* AIM OF THE TASK *
In your copy, include every line of the listing below exactly but none of the pictures.

* DATA TO EXAMINE *
"""
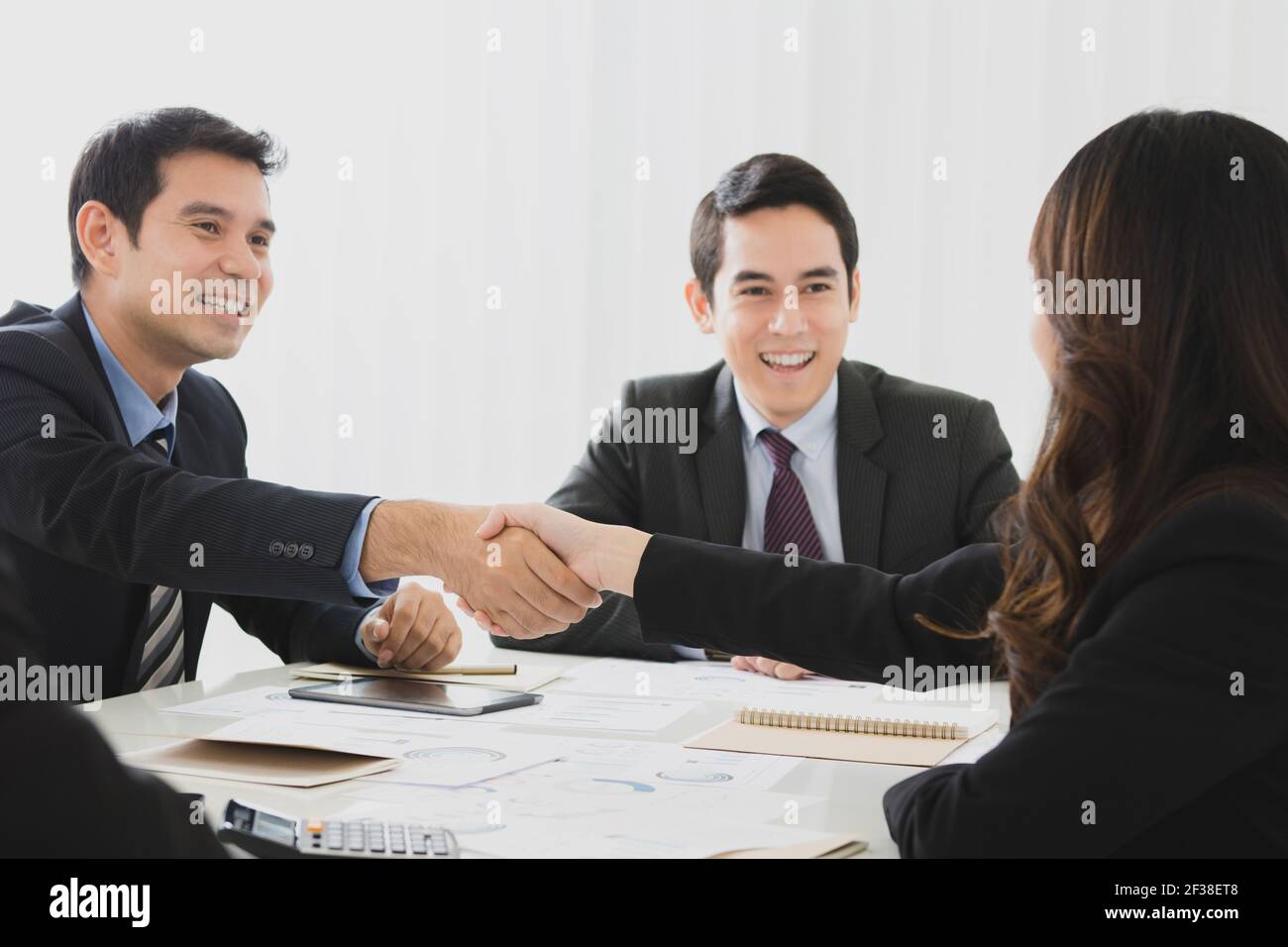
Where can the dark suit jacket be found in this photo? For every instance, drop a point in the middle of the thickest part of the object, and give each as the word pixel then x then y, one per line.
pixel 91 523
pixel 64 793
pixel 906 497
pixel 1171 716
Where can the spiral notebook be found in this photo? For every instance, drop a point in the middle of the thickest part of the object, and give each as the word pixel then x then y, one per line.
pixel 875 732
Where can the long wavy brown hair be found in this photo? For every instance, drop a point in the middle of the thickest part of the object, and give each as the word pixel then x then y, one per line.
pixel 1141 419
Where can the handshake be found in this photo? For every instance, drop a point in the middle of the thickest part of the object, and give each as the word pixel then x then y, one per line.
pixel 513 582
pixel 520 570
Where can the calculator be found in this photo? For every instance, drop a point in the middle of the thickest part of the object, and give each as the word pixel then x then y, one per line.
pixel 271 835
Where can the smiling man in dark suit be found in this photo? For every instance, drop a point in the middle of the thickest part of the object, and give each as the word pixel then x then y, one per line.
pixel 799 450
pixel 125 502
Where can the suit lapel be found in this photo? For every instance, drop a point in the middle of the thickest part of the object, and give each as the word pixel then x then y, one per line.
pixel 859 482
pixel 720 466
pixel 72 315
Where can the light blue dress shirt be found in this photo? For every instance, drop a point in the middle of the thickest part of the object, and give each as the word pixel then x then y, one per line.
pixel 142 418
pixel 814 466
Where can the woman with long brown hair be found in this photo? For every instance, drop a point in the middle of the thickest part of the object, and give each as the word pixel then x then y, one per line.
"""
* ANSWER BOX *
Where can the dark suit jacket be found in this photo? For every instance, drop a point in the middle of the thickest part of the object, and give each as the word pixel then x then y, one per line.
pixel 91 523
pixel 64 793
pixel 906 497
pixel 1171 716
Where can the spiral notebook be found in this photo? For every instance, drop a point in the middle of the thickest part of the object, and give each as the word pixel then x then y, one per line.
pixel 875 732
Where can the long wavy brown hair be found in this photo? For every instance, drop a point in the middle of the thickest part of the object, and give each as the word pixel then x then y, one per line.
pixel 1141 419
Where can the handshake be found in this photo? For every instance, drop a point in the middle of the thickest part of the object, and give each as the word pixel then x then y, one per line.
pixel 513 582
pixel 520 570
Where can the calculator be found in this photo? For every instance, drop a point in the middle of the thickest part of the object, and give each as the word pixel then x then y, one per line.
pixel 271 835
Where can the smiling man in dark suit be found in this photo? For every instance, drop a point in the middle of the thickest part of the object, and give each as the word pixel then x then y, one per line.
pixel 799 450
pixel 125 502
Where can the suit lapel be found in this photo? For every instance, drop a point in the middle of the thickest part of the object, and give each as the word pixel then x then y, one per line.
pixel 859 482
pixel 720 466
pixel 72 315
Where can the light blue dress shirt be found in this photo? For every instance, drop a point in the middle of the thickest part of the object, and give each as the word pixel then x then y, one per line.
pixel 142 418
pixel 814 466
Where can the woman with long brown hair be found in this photo? For every instance, drop a point in the middle of the thickest part of the object, and give each as the word pixel then x then y, one per line.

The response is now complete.